* [What to produce]
Count the rows below that contain the string "white", and give only the number.

====================

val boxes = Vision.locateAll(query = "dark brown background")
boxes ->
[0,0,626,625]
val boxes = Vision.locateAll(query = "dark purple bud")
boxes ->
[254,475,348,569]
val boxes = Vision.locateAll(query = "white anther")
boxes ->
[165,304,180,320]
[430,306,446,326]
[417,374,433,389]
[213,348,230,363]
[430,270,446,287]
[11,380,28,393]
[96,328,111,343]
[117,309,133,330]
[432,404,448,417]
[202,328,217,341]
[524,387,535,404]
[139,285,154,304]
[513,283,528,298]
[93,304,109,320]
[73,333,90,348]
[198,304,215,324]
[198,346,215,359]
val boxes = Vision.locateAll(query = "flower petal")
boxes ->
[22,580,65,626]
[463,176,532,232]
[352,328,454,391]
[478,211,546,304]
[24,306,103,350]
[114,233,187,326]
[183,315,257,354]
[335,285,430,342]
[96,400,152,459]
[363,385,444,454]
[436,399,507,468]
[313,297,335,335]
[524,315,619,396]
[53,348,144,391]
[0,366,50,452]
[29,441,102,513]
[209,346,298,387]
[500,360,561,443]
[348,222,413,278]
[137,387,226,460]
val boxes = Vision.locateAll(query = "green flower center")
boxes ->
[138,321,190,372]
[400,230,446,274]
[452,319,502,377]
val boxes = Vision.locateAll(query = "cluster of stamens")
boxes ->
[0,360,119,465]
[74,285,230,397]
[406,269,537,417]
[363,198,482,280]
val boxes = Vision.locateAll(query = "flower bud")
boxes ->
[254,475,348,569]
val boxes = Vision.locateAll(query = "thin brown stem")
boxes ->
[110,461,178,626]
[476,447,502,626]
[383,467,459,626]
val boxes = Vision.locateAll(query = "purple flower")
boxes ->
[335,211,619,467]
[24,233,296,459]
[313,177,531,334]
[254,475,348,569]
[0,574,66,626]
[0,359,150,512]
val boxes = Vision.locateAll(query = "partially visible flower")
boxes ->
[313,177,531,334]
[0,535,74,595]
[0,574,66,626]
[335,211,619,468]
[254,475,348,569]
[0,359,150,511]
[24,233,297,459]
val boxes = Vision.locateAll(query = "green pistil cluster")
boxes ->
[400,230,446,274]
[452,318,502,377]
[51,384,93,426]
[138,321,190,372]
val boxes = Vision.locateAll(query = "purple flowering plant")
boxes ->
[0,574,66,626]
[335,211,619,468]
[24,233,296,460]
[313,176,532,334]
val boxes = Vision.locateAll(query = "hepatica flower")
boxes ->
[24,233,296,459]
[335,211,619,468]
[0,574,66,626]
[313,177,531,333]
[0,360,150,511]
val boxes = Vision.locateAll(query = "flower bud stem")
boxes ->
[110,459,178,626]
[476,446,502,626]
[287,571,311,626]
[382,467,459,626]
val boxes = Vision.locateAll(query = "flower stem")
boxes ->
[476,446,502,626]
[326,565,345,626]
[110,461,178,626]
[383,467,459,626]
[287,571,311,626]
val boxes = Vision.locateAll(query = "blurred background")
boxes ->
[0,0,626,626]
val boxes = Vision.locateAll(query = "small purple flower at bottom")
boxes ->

====================

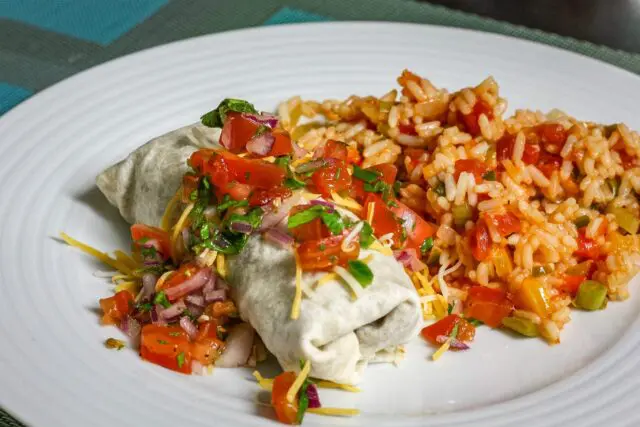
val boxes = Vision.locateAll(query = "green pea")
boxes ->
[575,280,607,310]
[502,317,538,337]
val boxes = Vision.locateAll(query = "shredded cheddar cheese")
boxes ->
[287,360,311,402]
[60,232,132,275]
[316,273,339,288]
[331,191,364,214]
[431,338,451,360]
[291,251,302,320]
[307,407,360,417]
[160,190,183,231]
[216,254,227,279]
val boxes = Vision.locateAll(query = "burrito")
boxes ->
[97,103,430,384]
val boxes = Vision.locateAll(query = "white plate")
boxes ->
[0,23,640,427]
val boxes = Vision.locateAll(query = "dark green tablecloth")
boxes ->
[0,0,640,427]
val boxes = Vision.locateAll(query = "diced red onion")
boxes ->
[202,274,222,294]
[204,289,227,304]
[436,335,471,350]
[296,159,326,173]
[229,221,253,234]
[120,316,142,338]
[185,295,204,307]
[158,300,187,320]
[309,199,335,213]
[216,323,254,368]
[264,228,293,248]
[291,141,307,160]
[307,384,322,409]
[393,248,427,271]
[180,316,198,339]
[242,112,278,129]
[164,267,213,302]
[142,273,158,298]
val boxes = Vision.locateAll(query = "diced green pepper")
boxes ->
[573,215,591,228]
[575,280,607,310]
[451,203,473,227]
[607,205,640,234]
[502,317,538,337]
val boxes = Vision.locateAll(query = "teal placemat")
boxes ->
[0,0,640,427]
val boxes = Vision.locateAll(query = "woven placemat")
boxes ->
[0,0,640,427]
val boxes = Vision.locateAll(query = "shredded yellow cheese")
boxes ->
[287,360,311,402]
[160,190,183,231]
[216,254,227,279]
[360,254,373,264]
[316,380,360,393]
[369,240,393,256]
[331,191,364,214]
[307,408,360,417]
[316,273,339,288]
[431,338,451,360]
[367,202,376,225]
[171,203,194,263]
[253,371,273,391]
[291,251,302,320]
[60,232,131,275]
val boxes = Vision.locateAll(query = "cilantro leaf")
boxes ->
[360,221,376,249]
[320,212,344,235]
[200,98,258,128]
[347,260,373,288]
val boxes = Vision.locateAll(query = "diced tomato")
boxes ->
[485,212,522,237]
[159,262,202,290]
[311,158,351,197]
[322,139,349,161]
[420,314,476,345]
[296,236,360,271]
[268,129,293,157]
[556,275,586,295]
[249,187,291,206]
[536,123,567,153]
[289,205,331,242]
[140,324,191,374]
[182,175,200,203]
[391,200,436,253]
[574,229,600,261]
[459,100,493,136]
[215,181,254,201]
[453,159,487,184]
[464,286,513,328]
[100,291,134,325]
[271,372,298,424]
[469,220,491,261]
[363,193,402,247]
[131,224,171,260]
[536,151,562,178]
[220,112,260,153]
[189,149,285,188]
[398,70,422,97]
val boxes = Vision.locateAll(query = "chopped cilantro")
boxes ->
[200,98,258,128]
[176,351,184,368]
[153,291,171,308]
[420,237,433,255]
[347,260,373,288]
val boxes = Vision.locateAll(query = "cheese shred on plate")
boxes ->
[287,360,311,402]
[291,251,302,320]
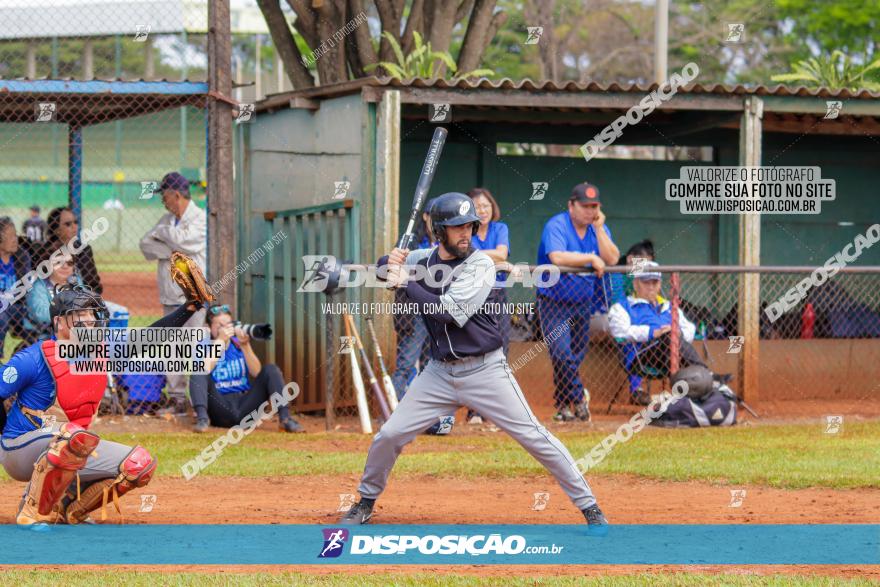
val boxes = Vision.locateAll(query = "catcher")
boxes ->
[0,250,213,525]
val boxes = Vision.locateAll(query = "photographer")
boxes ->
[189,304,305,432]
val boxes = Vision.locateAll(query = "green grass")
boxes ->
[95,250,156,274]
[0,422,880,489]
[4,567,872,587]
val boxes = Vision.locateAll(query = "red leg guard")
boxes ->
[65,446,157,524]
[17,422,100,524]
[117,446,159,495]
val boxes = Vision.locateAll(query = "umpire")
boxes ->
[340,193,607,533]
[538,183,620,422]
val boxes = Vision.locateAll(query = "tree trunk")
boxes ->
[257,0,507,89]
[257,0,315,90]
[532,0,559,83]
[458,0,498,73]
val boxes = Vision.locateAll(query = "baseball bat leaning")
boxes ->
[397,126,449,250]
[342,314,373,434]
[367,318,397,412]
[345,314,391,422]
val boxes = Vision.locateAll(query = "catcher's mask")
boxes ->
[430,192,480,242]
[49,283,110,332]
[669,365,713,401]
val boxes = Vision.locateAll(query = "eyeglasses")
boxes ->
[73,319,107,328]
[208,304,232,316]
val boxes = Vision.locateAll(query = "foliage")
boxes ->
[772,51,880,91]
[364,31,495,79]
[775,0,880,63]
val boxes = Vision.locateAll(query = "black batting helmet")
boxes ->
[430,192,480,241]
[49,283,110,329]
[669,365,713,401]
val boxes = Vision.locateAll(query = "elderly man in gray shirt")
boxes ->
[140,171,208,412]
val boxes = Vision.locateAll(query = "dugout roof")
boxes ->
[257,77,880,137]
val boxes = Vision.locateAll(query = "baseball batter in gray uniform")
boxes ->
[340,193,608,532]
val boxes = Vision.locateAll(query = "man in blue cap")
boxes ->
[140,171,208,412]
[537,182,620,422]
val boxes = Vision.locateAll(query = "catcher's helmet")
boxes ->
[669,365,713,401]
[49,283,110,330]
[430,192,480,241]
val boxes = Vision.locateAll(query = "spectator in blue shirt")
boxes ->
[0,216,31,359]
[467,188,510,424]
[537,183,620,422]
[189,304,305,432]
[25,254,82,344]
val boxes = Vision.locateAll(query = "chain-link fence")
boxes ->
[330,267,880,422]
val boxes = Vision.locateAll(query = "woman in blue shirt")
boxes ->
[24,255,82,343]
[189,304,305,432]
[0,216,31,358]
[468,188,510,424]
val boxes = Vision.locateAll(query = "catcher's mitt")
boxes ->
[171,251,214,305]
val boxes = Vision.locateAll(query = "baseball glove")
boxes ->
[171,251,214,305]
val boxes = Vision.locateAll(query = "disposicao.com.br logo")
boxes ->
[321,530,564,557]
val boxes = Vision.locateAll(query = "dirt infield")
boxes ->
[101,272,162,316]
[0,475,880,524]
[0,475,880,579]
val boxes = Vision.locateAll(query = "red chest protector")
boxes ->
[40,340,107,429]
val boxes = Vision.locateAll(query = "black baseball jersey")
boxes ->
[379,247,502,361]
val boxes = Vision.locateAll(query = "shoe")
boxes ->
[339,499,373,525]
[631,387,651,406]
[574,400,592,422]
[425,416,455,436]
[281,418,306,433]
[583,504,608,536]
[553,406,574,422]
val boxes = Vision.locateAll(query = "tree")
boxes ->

====================

* [Task answer]
2